With electoral bonds decision, SC makes amends
- The decision of the Supreme Court on the electoral bonds scheme stands in stark contrast with a long series of judgments that appeared to go systematically in favour of the government at the Centre.
NJAC
- As early as July 2014, the government promoted a constitutional amendment in order to create a commission which would be responsible for appointing and transferring judicial officers
- Which would consist of the CJI, two senior judges, the Minister of Law and Justice and two “eminent personalities
- These two personalities would have been selected by a committee comprising the CJI, the PM and the Leader of the Opposition in the Lok Sabha.
- This bill was passed in Parliament, but the Supreme Court quashed it in 2015 because it would affect the independence of the judiciary, guaranteed, in its view, by the Collegium system.
Supreme court drop the ball in the favor of government
- However, the Supreme Court began to drop the ball with regard to its vigilance against the crossing of lines by the Executive.
- In 2017, the Court refused to examine a petition alleging dilution in the Whistleblower Protection Act
- in 2018 it validated the Aadhaar Act that the government had passed as a money bill — like the Electoral Bonds Bill
- In spite of the fact that it fell well outside the limits set by the Constitution for money bills.
- In 2019, the Supreme Court judgment on the MLAs who had defected from Congress to BJP
- Enabling the latter party to form the government in Karnataka in spite of its electoral defeat, made a mockery of the Anti-Defection Law.

#### [Records from a data collection]
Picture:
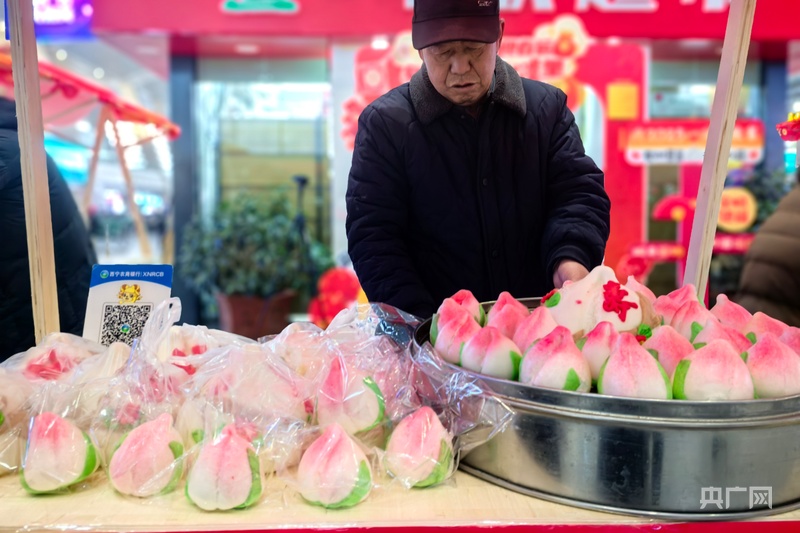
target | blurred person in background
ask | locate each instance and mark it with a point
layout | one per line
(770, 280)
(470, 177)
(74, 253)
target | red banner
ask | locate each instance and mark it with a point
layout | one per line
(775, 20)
--
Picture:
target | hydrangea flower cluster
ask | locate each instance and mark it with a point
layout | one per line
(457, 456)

#### [Required work]
1: According to the electoral bonds passage, why did the Supreme Court quash the bill creating the judicial appointments commission in 2015? Answer in one to three sentences.
2: Go on with the electoral bonds passage after its last line, keeping the same note-like style.
These items have no connection to the electoral bonds passage.

#### [Answers in order]
1: The Supreme Court quashed the bill because it would affect the independence of the judiciary. In the Court's view, that independence was guaranteed by the Collegium system.

2:
- Similarly, the Court kicked the can down the road on the constitutional challenge to the abrogation of Article 370,
- The splitting of the erstwhile state of J&K into two Union Territories, on reservation for economically weaker sections, judicial review of money bills, electoral bonds and the challenge to the Citizenship Amendment Act.
judicial evasion
- If what constitutional law scholar Gautam Bhatia has called “judicial evasion” remained the Supreme Court’s favourite strategy, when it did make decisions, none of them challenged the government.
- For instance, it dismissed the plea to transfer the PM CARES Fund, that had received large sums of money during the Covid-19 crisis to the National Disaster Relief Fund
- And upheld the validity of the draconian Prevention of Money Laundering Act (PMLA), including the investigative powers of the Enforcement Directorate.
- The 10 per cent EWS quota was upheld, as was the legality of the government’s 2016 demonetisation move, and the abolition of Article 370 as well as the downgrading of J&K
Conclusion
- With the decision on electoral bonds, the court seems to have retrieved some of the ground it had steadily ceded to the Executive.